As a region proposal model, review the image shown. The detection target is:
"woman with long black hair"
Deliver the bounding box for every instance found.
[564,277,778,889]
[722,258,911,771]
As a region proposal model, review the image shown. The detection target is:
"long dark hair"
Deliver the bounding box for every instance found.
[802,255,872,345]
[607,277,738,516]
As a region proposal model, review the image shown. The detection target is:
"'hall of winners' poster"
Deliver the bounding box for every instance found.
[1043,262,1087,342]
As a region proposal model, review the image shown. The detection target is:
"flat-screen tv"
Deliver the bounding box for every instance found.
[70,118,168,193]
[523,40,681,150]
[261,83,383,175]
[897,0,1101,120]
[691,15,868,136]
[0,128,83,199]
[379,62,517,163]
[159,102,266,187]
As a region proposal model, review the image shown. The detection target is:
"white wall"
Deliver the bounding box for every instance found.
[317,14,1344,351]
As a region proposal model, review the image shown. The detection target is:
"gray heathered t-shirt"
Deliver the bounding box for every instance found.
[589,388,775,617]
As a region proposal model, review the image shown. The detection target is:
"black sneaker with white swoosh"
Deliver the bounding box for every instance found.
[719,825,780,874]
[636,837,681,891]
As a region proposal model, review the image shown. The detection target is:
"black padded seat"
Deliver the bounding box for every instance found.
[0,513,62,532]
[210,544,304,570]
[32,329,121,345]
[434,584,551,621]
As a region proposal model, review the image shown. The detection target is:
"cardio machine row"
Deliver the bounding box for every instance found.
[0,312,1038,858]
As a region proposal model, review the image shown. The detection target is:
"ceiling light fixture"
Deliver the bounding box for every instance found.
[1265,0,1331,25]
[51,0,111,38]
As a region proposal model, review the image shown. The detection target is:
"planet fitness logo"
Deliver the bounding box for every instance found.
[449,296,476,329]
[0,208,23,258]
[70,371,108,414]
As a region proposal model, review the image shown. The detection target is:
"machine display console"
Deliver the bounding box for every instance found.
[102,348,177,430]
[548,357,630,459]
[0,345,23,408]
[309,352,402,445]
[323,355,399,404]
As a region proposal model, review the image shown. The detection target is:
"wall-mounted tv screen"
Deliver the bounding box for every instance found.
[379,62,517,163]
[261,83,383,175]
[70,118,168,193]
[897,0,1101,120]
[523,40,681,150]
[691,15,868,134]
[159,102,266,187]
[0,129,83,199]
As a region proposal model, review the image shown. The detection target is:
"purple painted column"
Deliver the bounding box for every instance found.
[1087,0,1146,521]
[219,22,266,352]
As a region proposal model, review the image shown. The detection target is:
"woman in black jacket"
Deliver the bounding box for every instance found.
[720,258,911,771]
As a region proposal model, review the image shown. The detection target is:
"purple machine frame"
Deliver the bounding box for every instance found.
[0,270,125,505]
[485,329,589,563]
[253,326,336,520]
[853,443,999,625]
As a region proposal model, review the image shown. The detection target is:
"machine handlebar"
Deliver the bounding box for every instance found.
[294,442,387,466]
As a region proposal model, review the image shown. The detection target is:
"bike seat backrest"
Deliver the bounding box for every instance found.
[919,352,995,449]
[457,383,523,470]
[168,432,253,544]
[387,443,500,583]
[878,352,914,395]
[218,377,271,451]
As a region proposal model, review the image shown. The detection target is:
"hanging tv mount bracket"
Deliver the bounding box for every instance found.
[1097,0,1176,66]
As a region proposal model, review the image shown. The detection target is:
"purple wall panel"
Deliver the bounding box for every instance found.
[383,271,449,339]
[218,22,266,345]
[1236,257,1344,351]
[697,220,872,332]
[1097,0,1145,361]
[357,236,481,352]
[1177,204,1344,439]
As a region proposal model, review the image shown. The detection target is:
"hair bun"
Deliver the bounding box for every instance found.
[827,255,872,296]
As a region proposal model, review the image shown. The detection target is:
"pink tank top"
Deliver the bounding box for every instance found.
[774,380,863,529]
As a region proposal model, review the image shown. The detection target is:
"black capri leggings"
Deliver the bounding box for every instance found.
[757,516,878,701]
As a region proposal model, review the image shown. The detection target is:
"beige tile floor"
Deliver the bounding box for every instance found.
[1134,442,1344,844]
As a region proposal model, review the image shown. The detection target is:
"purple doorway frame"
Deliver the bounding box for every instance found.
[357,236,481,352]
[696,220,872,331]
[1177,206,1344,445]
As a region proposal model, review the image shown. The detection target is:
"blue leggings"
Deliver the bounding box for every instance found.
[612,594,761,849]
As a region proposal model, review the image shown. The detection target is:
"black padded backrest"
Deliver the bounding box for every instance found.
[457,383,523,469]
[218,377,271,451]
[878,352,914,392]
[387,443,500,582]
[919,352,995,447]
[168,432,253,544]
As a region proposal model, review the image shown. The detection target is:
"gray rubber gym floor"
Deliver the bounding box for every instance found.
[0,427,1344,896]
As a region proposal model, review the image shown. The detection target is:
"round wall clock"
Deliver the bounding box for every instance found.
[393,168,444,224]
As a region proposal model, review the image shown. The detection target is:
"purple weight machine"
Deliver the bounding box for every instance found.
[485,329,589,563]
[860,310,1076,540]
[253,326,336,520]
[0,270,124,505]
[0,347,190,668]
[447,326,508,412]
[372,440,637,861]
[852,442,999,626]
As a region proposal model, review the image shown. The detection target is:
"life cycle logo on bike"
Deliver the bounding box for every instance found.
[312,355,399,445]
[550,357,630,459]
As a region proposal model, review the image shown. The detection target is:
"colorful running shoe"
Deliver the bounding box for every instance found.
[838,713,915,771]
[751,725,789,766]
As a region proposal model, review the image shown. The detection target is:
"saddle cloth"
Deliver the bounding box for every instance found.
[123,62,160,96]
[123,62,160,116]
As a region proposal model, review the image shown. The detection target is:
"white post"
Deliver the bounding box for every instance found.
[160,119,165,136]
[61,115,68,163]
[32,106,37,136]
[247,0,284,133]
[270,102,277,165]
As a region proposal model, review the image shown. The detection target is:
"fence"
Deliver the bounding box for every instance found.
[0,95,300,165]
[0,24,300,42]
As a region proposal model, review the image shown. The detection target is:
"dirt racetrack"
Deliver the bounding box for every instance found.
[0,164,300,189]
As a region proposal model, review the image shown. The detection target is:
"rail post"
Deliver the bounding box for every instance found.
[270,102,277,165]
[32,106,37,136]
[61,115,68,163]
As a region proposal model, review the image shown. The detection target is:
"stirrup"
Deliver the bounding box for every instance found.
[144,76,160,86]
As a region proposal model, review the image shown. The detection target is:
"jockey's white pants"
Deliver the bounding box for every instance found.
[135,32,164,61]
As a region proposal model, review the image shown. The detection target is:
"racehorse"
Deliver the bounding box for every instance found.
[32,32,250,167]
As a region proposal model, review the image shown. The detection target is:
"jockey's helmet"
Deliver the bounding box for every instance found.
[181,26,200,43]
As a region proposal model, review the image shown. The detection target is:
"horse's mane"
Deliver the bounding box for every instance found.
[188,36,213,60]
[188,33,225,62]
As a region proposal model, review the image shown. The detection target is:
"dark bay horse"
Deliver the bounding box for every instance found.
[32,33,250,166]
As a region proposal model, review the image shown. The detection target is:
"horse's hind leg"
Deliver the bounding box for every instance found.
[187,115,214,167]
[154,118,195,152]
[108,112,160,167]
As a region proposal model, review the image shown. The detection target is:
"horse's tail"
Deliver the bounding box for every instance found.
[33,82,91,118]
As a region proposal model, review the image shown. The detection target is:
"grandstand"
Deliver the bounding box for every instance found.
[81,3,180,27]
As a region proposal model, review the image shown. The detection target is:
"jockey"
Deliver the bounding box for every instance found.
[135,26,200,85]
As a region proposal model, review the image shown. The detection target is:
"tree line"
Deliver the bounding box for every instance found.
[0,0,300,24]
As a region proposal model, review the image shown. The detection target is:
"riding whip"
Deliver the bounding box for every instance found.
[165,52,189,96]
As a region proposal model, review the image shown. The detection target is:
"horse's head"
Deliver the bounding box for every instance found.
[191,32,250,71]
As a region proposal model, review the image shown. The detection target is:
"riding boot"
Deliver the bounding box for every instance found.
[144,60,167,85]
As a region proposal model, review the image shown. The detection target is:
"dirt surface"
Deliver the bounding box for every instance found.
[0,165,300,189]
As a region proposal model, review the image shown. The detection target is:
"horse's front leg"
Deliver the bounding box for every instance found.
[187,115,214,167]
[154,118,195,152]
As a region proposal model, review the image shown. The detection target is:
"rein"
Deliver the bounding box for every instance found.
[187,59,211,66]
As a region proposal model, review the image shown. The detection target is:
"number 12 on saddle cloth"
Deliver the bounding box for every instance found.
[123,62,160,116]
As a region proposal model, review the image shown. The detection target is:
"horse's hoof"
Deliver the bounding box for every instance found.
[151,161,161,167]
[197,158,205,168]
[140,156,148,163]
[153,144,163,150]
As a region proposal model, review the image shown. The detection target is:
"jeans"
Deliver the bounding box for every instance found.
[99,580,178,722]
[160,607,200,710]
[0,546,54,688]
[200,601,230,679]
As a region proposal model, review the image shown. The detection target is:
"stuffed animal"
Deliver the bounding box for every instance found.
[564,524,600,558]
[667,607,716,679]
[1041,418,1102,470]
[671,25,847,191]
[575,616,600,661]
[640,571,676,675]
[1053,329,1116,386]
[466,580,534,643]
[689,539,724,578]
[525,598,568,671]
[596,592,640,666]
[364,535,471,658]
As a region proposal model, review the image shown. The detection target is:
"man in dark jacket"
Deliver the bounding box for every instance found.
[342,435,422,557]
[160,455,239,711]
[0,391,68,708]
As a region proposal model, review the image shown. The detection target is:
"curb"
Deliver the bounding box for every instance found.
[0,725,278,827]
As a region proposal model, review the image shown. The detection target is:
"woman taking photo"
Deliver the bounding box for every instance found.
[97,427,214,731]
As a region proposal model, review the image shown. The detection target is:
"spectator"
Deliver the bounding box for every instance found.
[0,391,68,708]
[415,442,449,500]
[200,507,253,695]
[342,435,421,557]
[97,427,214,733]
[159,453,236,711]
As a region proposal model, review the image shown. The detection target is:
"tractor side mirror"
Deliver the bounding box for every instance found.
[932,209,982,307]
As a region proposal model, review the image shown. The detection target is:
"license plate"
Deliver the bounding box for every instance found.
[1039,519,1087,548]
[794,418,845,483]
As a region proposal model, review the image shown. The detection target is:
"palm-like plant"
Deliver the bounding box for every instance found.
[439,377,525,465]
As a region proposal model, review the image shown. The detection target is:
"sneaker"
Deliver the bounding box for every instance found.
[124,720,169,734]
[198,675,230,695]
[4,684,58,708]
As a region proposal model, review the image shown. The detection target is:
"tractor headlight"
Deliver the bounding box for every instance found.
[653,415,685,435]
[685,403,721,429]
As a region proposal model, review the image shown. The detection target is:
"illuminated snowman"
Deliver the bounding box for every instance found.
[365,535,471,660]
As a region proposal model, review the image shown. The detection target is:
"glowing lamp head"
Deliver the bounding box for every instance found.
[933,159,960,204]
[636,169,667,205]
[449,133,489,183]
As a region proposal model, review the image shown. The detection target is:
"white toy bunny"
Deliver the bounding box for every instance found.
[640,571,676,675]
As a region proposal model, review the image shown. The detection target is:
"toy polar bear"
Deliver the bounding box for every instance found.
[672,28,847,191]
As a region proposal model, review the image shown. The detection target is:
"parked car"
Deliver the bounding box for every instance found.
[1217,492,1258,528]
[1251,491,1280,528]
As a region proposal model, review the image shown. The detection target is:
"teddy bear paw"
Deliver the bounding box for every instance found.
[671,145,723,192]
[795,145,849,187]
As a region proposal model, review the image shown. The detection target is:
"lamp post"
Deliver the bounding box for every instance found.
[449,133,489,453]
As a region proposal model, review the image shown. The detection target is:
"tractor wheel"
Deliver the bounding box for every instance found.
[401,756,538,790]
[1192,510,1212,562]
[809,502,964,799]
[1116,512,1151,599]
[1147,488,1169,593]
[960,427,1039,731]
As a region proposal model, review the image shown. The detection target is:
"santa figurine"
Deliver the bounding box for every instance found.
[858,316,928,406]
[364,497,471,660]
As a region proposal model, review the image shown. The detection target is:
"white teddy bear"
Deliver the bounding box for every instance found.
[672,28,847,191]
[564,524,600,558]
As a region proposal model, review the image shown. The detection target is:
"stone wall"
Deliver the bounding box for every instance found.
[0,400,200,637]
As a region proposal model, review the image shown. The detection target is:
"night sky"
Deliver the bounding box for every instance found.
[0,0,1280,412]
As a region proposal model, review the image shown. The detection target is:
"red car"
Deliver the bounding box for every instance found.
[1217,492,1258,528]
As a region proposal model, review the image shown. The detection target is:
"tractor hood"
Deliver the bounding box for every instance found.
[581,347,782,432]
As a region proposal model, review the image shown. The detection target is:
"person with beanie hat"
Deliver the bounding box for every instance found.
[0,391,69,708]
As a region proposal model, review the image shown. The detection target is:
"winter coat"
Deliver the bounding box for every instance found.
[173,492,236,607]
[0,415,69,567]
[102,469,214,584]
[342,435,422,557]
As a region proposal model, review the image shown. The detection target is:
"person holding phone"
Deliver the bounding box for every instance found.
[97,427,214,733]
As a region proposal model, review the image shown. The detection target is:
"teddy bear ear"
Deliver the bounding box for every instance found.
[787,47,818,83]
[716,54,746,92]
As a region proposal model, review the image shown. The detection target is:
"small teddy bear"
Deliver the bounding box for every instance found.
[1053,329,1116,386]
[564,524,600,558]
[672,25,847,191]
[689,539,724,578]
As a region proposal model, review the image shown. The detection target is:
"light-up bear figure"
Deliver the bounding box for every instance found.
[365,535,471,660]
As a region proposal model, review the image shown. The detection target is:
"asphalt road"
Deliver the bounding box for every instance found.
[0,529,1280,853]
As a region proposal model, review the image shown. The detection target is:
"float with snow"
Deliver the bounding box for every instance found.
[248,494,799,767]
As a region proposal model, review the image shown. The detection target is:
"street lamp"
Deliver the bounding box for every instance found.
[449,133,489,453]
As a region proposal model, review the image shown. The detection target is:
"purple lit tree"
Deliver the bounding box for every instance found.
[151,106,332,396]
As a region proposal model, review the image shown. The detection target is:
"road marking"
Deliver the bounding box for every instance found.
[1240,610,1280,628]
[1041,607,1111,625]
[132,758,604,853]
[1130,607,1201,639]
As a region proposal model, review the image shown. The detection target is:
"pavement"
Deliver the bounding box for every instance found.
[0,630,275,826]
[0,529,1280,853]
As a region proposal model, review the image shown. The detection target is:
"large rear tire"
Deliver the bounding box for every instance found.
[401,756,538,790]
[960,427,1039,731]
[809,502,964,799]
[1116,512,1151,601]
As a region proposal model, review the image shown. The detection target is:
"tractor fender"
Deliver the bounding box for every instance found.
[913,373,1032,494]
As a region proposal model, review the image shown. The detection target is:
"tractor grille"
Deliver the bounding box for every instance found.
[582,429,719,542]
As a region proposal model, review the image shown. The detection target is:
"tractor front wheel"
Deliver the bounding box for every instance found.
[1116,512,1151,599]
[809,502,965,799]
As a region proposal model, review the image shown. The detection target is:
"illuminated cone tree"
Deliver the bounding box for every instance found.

++++++++++

What is needed: Copy everything from the start of the listing above down to the line with "[607,277,738,516]", including that line, with no changes.

Exercise solution:
As a region proposal model, review the image shown. The detection target is:
"woman with long black hair"
Deliver the bounding box for every instance found.
[564,277,778,889]
[722,258,911,771]
As a region proposal model, review the image shown. The detection target is:
"long dark hair"
Deliver the bounding box for every instance found.
[802,255,872,345]
[607,277,738,516]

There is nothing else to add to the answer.